**TEXT EXCERPT**
● ● ●
As a result, if the forward pass is terminated early any interventions linked to modules beyond that point will be skipped, even if they were defined earlier in the context.
In the example below, the output of layer 2 cannot be accessed since the model’s execution was stopped at layer 1.
[2]:
with model.trace("The Eiffel Tower is in the city of"):
l2_out = model.transformer.h[1].output.save()
model.transformer.h[0].output.stop()
print("L2 - Output: ", l2_out)
L2 - Output:
---------------------------------------------------------------------------
ValueError Traceback (most recent call last)
Cell In[2], line 5
2 l2_out = model.transformer.h[1].output.save()
3 model.transformer.h[0].output.stop()
----> 5 print("L2 - Output: ", l2_out)
File /opt/anaconda3/envs/nnsight/lib/python3.10/site-packages/nnsight/tracing/graph/proxy.py:70, in Proxy.__str__(self)
66 def __str__(self) -> str:
68 if not self.node.attached:
---> 70 return str(self.value)
72 return f"{type(self).__name__} ({self.node.target.__name__})"
File /opt/anaconda3/envs/nnsight/lib/python3.10/site-packages/nnsight/tracing/graph/proxy.py:64, in Proxy.value(self)
56 @property
57 def value(self) -> Any:
58 """Property to return the value of this proxy's node.
59
60 Returns:
61 Any: The stored value of the proxy, populated during execution of the model.
62 """
---> 64 return self.node.value
File /opt/anaconda3/envs/nnsight/lib/python3.10/site-packages/nnsight/tracing/graph/node.py:143, in Node.value(self)
133 """Property to return the value of this node.
134
135 Returns:
(...)
139 ValueError: If the underlying ._value is inspect._empty (therefore never set or was destroyed).
140 """
142 if not self.done:
--> 143 raise ValueError("Accessing value before it's been set.")
145 return self._value
ValueError: Accessing value before it's been set.
● ● ●
**SUPPLIED RECORDS**
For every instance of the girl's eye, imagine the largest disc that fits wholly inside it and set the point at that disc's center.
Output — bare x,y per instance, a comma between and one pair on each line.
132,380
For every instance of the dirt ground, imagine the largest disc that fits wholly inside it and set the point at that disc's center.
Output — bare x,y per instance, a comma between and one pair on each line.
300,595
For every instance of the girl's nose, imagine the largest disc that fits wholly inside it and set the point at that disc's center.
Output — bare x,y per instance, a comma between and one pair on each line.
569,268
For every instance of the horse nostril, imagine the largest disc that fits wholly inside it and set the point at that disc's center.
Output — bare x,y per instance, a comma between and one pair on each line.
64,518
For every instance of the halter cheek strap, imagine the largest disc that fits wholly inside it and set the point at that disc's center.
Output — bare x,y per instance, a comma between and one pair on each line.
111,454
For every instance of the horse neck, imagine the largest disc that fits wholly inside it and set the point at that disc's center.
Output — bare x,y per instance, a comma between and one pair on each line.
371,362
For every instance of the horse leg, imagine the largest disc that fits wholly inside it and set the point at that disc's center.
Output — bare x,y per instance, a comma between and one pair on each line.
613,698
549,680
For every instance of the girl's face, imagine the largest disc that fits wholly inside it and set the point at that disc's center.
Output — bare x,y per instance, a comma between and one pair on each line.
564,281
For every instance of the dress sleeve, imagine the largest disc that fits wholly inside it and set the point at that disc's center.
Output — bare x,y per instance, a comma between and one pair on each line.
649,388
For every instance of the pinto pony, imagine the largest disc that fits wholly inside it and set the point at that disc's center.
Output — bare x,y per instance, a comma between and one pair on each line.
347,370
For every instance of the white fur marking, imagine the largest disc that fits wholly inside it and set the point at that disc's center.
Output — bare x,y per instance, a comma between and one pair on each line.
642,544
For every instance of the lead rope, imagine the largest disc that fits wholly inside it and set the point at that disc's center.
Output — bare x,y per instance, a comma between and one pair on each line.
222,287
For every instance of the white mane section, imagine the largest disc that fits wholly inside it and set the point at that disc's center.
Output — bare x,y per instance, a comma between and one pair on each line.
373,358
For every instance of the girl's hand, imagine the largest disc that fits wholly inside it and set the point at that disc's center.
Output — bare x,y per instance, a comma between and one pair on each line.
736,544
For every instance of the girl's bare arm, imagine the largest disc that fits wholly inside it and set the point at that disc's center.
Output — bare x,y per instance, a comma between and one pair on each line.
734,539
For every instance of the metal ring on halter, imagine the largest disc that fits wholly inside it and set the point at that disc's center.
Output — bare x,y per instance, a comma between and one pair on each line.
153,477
● ● ●
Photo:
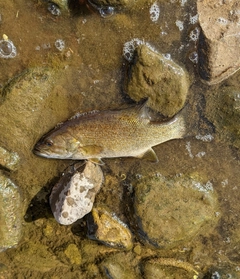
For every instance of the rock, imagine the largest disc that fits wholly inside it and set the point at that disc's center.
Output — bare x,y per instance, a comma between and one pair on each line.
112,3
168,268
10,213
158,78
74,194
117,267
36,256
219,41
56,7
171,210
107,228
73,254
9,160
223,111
● ● ●
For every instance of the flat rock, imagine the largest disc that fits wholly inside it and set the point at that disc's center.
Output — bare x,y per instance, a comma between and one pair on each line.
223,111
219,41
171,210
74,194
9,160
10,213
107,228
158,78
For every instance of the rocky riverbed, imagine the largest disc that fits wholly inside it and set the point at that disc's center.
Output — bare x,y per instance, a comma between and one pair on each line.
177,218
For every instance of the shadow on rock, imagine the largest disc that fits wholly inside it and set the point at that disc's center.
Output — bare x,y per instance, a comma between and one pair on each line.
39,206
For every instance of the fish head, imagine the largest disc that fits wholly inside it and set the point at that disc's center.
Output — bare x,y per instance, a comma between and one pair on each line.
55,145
● ● ●
**PROBLEM SET**
1. Answer these questions about the text excerpt. Write each answer on its own line, marked like its question.
(a) What happens to interventions linked to modules beyond the point where the forward pass is ended early?
(b) What string is passed to model.trace in the code?
(c) What error message is raised at the end?
2. Reproduce the text excerpt from "In the example" to "2 l2_out = model.transformer.h[1].output.save()" word for word.
3. The File lines in the traceback of the text excerpt each name a method or property after ", in". List all of these names.

**PER-TASK ANSWERS**
1.
(a) They are skipped, even if they were defined earlier in the context.
(b) "The Eiffel Tower is in the city of"
(c) ValueError: Accessing value before it's been set.

2.
In the example below, the output of layer 2 cannot be accessed since the model’s execution was stopped at layer 1.
[2]:
with model.trace("The Eiffel Tower is in the city of"):
l2_out = model.transformer.h[1].output.save()
model.transformer.h[0].output.stop()
print("L2 - Output: ", l2_out)
L2 - Output:
---------------------------------------------------------------------------
ValueError Traceback (most recent call last)
Cell In[2], line 5
2 l2_out = model.transformer.h[1].output.save()

3.
Proxy.__str__
Proxy.value
Node.value